=== WHAT TO DO ===
Two lines in the listing below mark the span: one contains "parked car | locate" and one contains "front grille opening | locate". Reproduce both of them and everything between, exactly.

[Opening DATASET ENTRIES section]

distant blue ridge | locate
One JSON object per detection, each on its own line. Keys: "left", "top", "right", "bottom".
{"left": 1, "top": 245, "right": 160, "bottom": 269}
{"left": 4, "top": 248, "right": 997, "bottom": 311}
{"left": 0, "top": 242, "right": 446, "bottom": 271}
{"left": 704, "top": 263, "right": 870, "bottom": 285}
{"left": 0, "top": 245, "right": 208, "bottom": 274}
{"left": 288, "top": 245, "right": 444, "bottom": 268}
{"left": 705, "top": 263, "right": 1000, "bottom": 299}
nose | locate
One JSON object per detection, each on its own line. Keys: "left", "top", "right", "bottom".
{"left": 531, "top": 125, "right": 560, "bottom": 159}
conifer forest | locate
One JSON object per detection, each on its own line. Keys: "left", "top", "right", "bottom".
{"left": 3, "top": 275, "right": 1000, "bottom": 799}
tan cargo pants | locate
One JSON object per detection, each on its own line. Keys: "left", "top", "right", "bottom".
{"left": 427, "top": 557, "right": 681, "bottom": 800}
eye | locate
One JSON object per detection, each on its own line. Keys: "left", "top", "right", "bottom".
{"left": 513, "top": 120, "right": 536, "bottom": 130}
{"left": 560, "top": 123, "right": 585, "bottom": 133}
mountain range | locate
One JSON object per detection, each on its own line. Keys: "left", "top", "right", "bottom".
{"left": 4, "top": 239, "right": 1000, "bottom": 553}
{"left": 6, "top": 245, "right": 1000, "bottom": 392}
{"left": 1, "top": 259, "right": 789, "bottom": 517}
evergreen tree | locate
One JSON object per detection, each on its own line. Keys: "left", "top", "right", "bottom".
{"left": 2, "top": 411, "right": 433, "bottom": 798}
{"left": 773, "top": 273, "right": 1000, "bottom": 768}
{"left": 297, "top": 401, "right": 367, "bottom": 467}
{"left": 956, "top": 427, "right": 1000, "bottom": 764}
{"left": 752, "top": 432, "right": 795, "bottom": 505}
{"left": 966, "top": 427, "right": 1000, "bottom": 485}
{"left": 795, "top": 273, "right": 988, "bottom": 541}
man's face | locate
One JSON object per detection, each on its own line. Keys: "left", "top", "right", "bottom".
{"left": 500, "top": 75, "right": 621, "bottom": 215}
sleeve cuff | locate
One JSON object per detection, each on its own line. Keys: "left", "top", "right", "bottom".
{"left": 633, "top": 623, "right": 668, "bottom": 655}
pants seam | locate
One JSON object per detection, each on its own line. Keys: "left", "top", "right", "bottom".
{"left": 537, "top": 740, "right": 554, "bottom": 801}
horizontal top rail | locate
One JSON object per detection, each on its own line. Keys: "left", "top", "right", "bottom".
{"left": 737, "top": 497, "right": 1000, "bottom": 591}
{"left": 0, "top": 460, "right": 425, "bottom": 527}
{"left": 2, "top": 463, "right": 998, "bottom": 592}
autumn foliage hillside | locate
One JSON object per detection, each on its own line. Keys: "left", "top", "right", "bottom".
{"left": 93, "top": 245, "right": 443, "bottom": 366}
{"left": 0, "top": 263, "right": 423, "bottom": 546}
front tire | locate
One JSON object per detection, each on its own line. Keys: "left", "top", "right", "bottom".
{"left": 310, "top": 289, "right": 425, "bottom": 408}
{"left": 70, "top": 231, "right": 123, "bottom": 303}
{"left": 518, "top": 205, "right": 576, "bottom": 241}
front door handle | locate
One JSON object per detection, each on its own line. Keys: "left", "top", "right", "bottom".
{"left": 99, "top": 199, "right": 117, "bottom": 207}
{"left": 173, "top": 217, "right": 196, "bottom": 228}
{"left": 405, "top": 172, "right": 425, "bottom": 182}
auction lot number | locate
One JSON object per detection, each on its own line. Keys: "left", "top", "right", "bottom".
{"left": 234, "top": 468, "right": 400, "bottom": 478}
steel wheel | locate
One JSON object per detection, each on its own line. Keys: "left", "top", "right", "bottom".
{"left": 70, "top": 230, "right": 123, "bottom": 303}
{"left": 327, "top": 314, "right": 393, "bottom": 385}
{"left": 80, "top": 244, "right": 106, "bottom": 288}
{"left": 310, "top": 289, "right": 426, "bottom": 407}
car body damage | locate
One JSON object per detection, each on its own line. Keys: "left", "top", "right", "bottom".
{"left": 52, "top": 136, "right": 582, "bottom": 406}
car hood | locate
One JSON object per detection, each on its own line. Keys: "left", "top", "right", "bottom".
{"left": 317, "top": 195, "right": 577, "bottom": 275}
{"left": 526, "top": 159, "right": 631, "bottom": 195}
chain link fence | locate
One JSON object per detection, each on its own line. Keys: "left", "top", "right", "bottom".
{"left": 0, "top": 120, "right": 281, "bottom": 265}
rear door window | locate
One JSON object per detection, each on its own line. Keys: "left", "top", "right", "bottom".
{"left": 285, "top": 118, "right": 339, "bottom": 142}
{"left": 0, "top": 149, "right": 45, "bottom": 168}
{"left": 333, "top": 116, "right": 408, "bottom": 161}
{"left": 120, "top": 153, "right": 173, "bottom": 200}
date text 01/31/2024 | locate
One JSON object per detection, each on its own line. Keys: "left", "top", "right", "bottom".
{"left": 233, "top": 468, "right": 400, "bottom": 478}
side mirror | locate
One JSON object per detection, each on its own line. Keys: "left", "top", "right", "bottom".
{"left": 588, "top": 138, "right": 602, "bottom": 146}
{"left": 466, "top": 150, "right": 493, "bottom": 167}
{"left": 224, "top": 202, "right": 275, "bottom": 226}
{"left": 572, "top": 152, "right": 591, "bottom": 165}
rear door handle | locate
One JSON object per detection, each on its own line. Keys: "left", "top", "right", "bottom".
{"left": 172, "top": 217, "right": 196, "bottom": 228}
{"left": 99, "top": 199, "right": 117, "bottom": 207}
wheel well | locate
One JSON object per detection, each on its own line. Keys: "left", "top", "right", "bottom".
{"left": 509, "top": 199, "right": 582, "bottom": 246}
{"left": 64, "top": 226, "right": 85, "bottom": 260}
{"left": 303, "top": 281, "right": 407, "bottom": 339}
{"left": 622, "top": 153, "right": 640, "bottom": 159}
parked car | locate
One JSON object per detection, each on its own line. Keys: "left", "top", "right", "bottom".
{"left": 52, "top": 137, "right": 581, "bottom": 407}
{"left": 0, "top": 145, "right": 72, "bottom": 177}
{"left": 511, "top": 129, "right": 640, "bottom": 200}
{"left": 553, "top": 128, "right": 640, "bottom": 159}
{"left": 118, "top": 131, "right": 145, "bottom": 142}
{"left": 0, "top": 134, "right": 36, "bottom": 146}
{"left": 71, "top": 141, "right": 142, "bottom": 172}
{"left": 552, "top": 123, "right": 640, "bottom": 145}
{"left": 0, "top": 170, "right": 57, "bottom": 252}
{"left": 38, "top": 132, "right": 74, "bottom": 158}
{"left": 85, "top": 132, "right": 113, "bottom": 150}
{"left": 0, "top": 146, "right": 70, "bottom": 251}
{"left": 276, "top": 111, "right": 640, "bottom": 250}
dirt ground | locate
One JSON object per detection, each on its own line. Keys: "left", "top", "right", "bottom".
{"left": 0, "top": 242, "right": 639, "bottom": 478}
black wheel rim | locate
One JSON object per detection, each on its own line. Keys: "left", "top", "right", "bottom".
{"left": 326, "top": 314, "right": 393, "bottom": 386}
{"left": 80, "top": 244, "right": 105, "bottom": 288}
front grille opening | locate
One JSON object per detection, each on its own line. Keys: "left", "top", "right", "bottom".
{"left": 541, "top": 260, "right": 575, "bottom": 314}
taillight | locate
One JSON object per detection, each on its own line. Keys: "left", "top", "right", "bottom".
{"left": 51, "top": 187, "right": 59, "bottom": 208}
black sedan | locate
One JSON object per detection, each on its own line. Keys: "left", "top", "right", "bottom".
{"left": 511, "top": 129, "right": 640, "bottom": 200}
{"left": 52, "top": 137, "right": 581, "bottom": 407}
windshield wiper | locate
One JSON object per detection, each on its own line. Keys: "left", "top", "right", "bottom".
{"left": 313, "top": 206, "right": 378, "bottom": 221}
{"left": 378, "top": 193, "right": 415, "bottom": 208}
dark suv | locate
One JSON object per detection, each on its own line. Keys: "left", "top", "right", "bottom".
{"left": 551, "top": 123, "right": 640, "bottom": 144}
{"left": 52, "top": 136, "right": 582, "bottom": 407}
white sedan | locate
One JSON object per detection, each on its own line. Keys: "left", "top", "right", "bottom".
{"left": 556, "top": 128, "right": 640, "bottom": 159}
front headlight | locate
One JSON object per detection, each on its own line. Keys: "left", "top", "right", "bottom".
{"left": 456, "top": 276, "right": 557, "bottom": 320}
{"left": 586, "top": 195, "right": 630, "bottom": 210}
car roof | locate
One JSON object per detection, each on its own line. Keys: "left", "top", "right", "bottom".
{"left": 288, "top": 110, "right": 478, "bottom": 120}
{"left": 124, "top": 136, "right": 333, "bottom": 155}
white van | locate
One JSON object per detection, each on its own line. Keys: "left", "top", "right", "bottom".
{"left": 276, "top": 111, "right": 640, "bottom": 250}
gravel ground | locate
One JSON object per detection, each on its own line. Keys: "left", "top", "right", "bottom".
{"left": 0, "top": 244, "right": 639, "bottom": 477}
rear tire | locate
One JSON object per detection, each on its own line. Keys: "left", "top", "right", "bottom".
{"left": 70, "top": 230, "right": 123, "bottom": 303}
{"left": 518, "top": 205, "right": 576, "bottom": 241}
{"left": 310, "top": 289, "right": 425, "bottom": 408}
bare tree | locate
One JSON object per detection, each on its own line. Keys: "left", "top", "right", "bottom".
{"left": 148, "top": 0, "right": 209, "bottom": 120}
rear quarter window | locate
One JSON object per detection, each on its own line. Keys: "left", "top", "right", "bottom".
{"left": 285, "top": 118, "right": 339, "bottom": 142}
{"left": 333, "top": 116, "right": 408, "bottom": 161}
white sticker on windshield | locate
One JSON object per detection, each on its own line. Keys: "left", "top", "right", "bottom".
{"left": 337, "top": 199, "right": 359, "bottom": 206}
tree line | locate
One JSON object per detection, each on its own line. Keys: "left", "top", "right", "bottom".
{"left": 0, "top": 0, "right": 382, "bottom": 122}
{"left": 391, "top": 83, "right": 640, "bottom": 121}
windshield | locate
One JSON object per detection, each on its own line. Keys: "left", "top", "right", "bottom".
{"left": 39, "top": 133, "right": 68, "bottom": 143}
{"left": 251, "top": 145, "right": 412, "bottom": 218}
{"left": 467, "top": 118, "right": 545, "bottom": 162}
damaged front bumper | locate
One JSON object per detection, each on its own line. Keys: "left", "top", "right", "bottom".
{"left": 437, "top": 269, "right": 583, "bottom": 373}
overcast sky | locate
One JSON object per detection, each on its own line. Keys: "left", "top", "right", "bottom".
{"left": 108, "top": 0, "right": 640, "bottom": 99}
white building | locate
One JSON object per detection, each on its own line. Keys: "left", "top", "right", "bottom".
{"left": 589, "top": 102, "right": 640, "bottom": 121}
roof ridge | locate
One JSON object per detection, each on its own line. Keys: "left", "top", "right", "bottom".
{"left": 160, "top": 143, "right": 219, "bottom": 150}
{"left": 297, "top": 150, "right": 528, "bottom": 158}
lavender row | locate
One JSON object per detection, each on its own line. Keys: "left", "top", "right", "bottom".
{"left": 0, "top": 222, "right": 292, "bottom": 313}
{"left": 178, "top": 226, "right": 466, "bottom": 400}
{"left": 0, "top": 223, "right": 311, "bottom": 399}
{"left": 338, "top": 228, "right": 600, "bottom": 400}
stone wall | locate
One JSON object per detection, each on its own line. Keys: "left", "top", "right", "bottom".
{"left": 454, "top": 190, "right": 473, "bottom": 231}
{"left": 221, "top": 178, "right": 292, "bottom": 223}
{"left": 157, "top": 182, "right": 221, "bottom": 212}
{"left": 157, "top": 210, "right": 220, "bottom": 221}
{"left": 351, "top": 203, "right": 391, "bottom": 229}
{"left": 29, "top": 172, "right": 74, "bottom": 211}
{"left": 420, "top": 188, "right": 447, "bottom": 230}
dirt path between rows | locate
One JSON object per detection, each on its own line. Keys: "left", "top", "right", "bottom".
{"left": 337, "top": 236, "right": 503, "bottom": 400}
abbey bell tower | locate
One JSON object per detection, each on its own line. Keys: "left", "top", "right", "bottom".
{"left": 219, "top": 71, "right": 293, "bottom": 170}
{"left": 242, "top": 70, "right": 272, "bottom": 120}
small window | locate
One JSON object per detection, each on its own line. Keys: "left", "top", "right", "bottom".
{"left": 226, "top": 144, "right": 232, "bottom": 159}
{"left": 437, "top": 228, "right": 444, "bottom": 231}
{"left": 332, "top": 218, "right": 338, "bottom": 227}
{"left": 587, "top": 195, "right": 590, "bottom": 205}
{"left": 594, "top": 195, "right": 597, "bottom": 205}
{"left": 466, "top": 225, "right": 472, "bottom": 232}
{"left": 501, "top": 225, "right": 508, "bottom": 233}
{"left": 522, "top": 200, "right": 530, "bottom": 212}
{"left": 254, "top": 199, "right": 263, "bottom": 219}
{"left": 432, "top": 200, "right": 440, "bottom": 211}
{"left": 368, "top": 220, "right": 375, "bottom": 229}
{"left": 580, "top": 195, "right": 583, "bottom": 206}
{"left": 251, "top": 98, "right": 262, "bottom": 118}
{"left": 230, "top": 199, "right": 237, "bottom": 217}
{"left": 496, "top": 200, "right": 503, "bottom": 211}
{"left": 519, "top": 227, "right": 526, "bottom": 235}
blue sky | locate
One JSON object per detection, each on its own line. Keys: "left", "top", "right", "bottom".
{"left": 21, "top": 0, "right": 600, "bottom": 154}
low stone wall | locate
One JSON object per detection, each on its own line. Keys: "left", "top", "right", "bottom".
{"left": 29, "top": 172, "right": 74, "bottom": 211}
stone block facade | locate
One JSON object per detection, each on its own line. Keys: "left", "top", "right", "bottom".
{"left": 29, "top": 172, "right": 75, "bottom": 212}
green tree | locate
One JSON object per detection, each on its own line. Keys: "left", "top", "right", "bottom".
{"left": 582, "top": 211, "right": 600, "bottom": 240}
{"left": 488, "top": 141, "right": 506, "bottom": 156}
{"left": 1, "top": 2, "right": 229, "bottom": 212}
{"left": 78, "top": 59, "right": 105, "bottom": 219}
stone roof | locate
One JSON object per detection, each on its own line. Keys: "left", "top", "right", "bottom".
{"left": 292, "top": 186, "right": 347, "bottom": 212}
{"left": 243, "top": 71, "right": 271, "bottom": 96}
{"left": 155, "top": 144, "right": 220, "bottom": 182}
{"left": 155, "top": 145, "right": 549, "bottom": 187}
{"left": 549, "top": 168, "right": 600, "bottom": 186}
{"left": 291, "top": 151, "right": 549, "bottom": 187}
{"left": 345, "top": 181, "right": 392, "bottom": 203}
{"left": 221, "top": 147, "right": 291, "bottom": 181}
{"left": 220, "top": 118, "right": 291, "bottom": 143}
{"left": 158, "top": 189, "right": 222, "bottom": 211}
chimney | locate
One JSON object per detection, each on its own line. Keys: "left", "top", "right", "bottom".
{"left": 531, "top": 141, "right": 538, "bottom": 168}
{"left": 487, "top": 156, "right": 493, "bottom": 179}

[Closing DATASET ENTRIES section]

=== EXERCISE RESPONSE ===
parked car | locate
One JSON object per detection, each on its own line. Keys: "left", "top", "right", "bottom".
{"left": 52, "top": 137, "right": 581, "bottom": 407}
{"left": 0, "top": 145, "right": 72, "bottom": 177}
{"left": 511, "top": 129, "right": 640, "bottom": 200}
{"left": 553, "top": 128, "right": 640, "bottom": 159}
{"left": 118, "top": 131, "right": 145, "bottom": 142}
{"left": 0, "top": 134, "right": 36, "bottom": 146}
{"left": 71, "top": 141, "right": 142, "bottom": 172}
{"left": 552, "top": 123, "right": 640, "bottom": 145}
{"left": 0, "top": 170, "right": 57, "bottom": 252}
{"left": 38, "top": 132, "right": 74, "bottom": 158}
{"left": 85, "top": 132, "right": 113, "bottom": 150}
{"left": 0, "top": 146, "right": 70, "bottom": 251}
{"left": 276, "top": 111, "right": 640, "bottom": 250}
dirt ground | locate
One JSON object per detection, each on its own line. Keys: "left", "top", "right", "bottom".
{"left": 0, "top": 242, "right": 639, "bottom": 478}
black wheel rim | locate
One JSON object per detection, each on its own line. Keys: "left", "top", "right", "bottom".
{"left": 326, "top": 314, "right": 393, "bottom": 386}
{"left": 80, "top": 244, "right": 105, "bottom": 288}
front grille opening | locate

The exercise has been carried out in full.